*PARTS OF THE EXERCISE*:
1. Answer these questions from the passage on law and intrinsic values:
(a) Through what process does the passage say the law is manufactured as an ethical code?
(b) What does the passage give as the second intrinsic value?
(c) Which necessity is listed fourth?
2. Output every line of the records below verbatim, from first to last, and leave the pictures out.

*PROVIDED TEXT*:
================
The objective grounds which we possess to say that the Jew-tosser (if I may call him that) is morally wrong is the law. This is to say, that the law is an ethical code which is manufactured through majority rule. If the majority of peoples subscribe that action X is morally good, then the law makes X good. As a citizen of a certain nation, you inherently subscribe to that ethical code.
Now, I believe that there are some things which are intrinsic values of human beings and all creatures.
Firstly, the necessity to protect the young. This is easily provable because if the young die (and the young are weak) then the species can not go on.
Secondly, the necessity to live healthily. This is also apparently true as healthy creatures reproduce and live on.
Thirdly, the necessity for others (not the young) to live (also fairly obvious).
Fourthly,the necessity to understand. To understand oneself and ones' surroundings is a property of the mind which must exist for one to do anything but reproduce and eat.
================
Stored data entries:
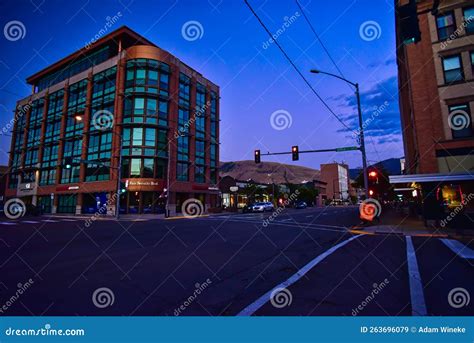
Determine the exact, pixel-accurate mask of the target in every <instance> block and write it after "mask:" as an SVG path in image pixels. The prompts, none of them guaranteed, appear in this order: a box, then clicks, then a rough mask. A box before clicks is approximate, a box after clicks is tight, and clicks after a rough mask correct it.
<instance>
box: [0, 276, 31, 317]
mask: <svg viewBox="0 0 474 343" xmlns="http://www.w3.org/2000/svg"><path fill="white" fill-rule="evenodd" d="M34 283H35V282H34V281H33V279H29V280H28V281H26V282H25V283H23V284H22V283H18V285H17V287H18V289H17V290H16V292H15V294H14V295H12V296H11V297H10V298H9V299H8V300H7V301H6V302H5V303H4V304H3V305H2V307H0V314H3V313H5V312H6V311H7V310H8V309H9V308H10V307H11V306H12V305H13V304H14V303H15V302H16V301H17V300H18V299H19V298H20V297H21V296H22V295H23V293H25V292H26V291H27V290H28V288H30V287H31V285H33V284H34Z"/></svg>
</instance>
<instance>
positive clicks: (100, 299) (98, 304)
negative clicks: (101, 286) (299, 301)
================
*ANSWERS IN ORDER*:
1.
(a) Majority rule.
(b) The necessity to live healthily.
(c) The necessity to understand.

2.
Determine the exact, pixel-accurate mask of the target in every <instance> block and write it after "mask:" as an SVG path in image pixels. The prompts, none of them guaranteed, appear in this order: a box, then clicks, then a rough mask. A box before clicks is approximate, a box after clicks is tight, and clicks after a rough mask correct it.
<instance>
box: [0, 276, 31, 317]
mask: <svg viewBox="0 0 474 343" xmlns="http://www.w3.org/2000/svg"><path fill="white" fill-rule="evenodd" d="M34 283H35V282H34V281H33V279H29V280H28V281H26V282H25V283H23V284H22V283H18V285H17V287H18V289H17V290H16V292H15V294H14V295H12V296H11V297H10V298H9V299H8V300H7V301H6V302H5V303H4V304H3V305H2V307H0V314H3V313H5V312H6V311H7V310H8V309H9V308H10V307H11V306H12V305H13V304H14V303H15V302H16V301H17V300H18V299H19V298H20V297H21V296H22V295H23V293H25V292H26V291H27V290H28V288H30V287H31V285H33V284H34Z"/></svg>
</instance>
<instance>
positive clicks: (100, 299) (98, 304)
negative clicks: (101, 286) (299, 301)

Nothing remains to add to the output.